EXERCISE AIM
Transcribe the full listing below exactly.
== == ==
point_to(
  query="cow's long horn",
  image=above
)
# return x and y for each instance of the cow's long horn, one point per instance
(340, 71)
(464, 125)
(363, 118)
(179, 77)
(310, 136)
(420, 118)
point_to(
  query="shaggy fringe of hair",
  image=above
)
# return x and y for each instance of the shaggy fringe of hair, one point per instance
== == ==
SOLUTION
point_to(
  query="cow's long horn",
  image=above
)
# return x and y for each instance of the cow's long horn, one point per instance
(340, 71)
(464, 125)
(363, 118)
(179, 77)
(310, 136)
(420, 118)
point_to(
  query="shaggy fringe of hair",
  image=above
)
# return x and y for each instance of the shaggy fringe of hair, one point per instance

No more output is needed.